*** Block opens ***

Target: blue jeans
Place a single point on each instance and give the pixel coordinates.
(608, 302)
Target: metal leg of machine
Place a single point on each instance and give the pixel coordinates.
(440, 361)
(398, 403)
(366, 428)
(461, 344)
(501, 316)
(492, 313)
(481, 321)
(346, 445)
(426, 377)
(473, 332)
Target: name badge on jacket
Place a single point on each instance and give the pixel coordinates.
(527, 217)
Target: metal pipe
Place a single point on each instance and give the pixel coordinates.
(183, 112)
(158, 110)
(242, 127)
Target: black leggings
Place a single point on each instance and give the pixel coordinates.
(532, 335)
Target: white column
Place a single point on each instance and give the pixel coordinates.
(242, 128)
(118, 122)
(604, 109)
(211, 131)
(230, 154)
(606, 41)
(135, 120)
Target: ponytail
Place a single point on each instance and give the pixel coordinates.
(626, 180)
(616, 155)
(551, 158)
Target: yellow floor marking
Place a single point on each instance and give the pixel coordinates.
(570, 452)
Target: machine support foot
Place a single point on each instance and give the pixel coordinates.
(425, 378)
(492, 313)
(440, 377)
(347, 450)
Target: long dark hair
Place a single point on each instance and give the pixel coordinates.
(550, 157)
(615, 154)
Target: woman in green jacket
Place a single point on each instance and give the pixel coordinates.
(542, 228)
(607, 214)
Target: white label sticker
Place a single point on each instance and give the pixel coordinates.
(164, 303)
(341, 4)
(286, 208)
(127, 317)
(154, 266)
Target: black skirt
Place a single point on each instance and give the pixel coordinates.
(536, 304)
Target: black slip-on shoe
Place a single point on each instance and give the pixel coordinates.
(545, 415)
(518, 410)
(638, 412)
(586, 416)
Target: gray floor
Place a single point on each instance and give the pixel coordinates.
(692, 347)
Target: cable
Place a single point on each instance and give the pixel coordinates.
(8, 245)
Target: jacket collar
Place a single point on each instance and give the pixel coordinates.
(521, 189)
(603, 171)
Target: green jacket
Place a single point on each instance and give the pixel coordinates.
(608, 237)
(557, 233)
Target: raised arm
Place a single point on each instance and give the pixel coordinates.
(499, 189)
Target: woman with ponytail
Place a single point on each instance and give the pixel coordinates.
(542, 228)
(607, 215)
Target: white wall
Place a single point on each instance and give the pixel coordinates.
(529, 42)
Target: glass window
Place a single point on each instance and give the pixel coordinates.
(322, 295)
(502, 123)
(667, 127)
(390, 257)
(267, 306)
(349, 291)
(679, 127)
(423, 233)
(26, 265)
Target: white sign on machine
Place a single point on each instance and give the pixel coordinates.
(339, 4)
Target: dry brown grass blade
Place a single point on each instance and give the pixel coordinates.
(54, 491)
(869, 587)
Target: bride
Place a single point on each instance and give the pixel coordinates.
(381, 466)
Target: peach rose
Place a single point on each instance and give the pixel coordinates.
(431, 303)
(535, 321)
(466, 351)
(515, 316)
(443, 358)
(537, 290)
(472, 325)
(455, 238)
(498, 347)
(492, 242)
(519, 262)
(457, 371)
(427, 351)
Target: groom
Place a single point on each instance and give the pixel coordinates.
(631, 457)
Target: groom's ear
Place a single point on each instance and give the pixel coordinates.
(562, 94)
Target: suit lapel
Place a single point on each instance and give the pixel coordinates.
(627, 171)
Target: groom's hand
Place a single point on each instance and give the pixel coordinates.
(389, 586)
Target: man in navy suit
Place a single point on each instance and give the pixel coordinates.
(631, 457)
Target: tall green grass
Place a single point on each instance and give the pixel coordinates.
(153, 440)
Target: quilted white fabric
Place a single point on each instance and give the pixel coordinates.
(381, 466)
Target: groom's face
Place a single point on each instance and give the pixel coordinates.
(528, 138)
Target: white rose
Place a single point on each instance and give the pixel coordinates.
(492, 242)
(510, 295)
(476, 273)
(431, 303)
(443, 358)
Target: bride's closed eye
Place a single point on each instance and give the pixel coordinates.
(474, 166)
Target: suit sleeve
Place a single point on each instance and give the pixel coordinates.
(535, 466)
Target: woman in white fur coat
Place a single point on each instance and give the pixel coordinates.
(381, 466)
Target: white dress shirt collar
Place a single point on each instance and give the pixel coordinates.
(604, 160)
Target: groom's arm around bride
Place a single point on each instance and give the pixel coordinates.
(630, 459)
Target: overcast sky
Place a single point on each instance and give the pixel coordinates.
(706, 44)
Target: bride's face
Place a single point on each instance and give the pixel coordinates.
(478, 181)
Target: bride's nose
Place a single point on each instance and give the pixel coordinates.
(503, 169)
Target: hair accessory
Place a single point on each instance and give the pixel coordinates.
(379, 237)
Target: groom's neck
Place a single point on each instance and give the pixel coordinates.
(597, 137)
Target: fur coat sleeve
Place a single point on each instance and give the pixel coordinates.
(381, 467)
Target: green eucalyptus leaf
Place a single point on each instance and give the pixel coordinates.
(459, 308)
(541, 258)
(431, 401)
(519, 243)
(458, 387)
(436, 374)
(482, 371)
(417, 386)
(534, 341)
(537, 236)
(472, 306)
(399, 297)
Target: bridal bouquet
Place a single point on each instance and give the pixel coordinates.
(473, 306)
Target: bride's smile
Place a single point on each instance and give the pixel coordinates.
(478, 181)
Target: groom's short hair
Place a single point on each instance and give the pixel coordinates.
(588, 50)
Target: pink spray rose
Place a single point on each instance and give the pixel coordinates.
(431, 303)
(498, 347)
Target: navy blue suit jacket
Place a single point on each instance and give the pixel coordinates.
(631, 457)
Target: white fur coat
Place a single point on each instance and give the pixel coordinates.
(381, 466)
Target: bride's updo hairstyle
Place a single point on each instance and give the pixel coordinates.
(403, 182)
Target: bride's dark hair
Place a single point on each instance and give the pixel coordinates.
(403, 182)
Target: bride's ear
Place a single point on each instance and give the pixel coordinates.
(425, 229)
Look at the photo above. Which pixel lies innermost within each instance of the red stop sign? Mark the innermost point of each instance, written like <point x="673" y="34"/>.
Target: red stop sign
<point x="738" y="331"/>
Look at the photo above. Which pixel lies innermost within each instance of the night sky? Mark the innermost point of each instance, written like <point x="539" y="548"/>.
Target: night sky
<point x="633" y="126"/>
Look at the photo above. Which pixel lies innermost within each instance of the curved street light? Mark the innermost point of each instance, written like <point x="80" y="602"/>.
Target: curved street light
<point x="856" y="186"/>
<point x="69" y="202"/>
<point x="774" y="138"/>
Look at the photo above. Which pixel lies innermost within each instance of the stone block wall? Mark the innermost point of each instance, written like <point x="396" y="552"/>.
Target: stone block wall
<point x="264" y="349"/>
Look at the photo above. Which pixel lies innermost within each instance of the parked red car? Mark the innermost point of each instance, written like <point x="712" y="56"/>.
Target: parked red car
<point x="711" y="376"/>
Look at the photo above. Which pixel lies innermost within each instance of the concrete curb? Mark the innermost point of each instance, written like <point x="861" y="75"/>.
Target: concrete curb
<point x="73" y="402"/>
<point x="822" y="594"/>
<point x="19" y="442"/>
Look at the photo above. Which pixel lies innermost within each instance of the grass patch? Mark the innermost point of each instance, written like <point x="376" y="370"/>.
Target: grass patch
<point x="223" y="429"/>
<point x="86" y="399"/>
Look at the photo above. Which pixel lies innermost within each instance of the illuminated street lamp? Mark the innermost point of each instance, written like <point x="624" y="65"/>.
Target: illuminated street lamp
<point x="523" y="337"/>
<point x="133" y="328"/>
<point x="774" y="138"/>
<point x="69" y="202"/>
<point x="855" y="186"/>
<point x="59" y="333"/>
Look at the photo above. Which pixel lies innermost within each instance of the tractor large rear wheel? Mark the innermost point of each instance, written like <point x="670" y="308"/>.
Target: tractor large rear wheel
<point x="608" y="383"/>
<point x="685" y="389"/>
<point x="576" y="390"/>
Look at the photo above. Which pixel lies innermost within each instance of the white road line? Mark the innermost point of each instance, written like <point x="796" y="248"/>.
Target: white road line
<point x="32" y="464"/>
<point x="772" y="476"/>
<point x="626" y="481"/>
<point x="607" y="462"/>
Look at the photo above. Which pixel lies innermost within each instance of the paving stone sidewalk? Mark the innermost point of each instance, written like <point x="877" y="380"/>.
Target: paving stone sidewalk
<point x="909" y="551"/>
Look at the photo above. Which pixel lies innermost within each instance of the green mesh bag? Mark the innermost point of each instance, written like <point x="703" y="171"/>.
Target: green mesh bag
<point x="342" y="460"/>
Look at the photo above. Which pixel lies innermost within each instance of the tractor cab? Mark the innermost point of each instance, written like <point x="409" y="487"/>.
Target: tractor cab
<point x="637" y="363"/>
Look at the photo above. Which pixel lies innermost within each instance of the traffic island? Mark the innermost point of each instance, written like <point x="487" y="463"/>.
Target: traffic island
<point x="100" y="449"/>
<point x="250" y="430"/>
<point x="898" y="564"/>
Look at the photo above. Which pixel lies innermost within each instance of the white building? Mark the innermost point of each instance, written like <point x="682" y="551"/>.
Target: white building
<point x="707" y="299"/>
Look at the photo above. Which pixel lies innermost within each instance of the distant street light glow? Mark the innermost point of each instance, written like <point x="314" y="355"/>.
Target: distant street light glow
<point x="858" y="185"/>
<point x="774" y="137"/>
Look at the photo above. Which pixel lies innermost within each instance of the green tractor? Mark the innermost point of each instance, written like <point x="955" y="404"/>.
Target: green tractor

*** Block closes ***

**EXERCISE AIM:** Here the output must be the lines above from the line with "Target: ponytail" to the line with "Target: black slip-on shoe", both included, duplicated word for word and nothing else.

**RESULT:**
Target: ponytail
Place a single point on each instance and give the pixel coordinates.
(626, 180)
(616, 155)
(551, 158)
Target: yellow floor marking
Place a single point on each instance and give the pixel coordinates.
(570, 452)
Target: machine support foot
Place a single point on each instance and give the pixel coordinates.
(425, 378)
(492, 313)
(440, 377)
(347, 450)
Target: long dark hair
Place a single point on each instance and give the pixel coordinates.
(550, 157)
(615, 154)
Target: woman in green jacket
Place a single point on each instance and give the pixel coordinates.
(542, 228)
(607, 214)
Target: white label sticker
Place a single point on each instance and give the pixel coordinates.
(164, 303)
(341, 4)
(286, 208)
(127, 317)
(154, 266)
Target: black skirt
Place a single point on each instance and give the pixel coordinates.
(536, 304)
Target: black slip-on shoe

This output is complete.